▶ _Requisitos da tarefa_: Transcreva todas as entradas a seguir, linha por linha, sem alterar nenhum caractere.

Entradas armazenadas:

──────────────────────────────

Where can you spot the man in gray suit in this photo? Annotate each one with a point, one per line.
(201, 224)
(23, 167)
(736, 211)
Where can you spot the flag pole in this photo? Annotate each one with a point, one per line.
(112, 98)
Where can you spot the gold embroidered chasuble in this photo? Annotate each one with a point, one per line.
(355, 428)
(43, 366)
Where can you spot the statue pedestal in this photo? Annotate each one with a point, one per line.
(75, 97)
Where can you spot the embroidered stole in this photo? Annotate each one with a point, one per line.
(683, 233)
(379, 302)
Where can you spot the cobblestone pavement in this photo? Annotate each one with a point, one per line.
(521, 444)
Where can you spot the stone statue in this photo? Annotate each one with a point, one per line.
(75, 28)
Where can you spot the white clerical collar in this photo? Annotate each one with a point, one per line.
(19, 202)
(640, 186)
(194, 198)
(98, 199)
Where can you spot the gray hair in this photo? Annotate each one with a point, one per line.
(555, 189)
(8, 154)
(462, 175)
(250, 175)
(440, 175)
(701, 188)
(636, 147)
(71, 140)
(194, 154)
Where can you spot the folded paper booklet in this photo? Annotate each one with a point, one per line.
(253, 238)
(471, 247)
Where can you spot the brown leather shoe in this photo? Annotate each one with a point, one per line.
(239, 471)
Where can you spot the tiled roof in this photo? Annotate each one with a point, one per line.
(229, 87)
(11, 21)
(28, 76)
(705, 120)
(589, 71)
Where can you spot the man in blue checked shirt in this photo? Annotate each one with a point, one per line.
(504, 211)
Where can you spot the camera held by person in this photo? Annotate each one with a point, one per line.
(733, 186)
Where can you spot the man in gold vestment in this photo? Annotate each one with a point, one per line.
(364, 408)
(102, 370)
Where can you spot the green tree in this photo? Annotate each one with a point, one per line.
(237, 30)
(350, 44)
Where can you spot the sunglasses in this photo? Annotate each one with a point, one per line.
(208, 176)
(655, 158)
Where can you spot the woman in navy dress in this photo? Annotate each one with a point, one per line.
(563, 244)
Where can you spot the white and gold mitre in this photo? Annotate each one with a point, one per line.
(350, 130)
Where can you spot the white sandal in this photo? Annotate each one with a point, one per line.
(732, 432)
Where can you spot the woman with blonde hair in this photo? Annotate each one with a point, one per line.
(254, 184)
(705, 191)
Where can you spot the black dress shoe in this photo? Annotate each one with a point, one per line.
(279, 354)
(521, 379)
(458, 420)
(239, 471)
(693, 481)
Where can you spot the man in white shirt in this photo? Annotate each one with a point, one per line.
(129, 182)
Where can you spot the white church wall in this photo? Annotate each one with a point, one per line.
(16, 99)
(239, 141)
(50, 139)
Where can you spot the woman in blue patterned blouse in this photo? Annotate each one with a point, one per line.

──────────────────────────────

▶ _Resposta escrita_:
Where can you spot the man in gray suit in this photo? Annotate each one with a point, one per line.
(201, 224)
(23, 167)
(736, 211)
Where can you spot the flag pole in this photo? Annotate each one with a point, one per line.
(112, 98)
Where can you spot the gold embroidered chasuble in this photo? Annotate each one with a point, one per line.
(355, 428)
(43, 366)
Where can you spot the statue pedestal in this photo? Annotate each one with a point, one per line.
(75, 97)
Where can you spot the embroidered stole in this photo? Annotate each one with a point, one per line.
(683, 233)
(379, 302)
Where can you spot the cobblestone pavement in this photo? Annotate each one with a point, one per line.
(521, 444)
Where can you spot the stone statue in this photo? Annotate each one with a point, one per line.
(75, 28)
Where can you spot the white clerical collar in this photo? Annotate each one with a point, one per line.
(19, 202)
(640, 186)
(194, 198)
(98, 199)
Where can you spot the gray hair in this photo? Annotate each one with a point, one per line.
(555, 189)
(8, 154)
(462, 175)
(250, 175)
(440, 175)
(701, 188)
(636, 147)
(71, 140)
(194, 154)
Where can you spot the folded paper booklet in this photo? Annotate each one with a point, one per line.
(253, 238)
(471, 247)
Where can you spot the brown leather shoe in this photo? Annotate each one with a point, one per line.
(239, 471)
Where can you spot the tiled roof in this photo? Annotate each one with a point, one per line.
(229, 87)
(11, 21)
(28, 76)
(705, 120)
(589, 71)
Where can you spot the man in blue checked shirt in this photo? Annotate each one with a point, one per line.
(504, 211)
Where can you spot the camera held by person in this photo? Annotate each one with a point, one per line.
(733, 186)
Where can you spot the man in gold vestment in this photo? Annotate each one with a point, one per line.
(364, 408)
(102, 370)
Where can you spot the green tree in this photo? Annotate each one with a point, one per line.
(237, 30)
(350, 44)
Where can you spot the sunglasses in this photo? Annotate each one with a point, one per line.
(208, 176)
(655, 158)
Where can you spot the woman in navy dress in this photo? Annotate each one with a point, one per line.
(563, 244)
Where can you spot the white and gold mitre in this photo? Annotate each one with a point, one per line.
(350, 130)
Where can you spot the white sandal in this photo? Annotate each one with a point, one per line.
(732, 432)
Where can you spot the woman with blonde hair in this photo? Annotate each one with a point, one per line.
(254, 184)
(705, 191)
Where can you spot the black dress shoe in this photo? Annotate each one with a point, one per line.
(279, 354)
(521, 379)
(458, 420)
(239, 471)
(693, 481)
Where can you spot the man in white shirt in this photo? Annotate each one with a point, one per line.
(129, 182)
Where can you spot the white church wall in this photo? Annotate each one with a point, one per line.
(16, 99)
(239, 141)
(50, 139)
Where can you spot the woman in blue patterned blouse in this photo? Annotate each one with a point, one per line.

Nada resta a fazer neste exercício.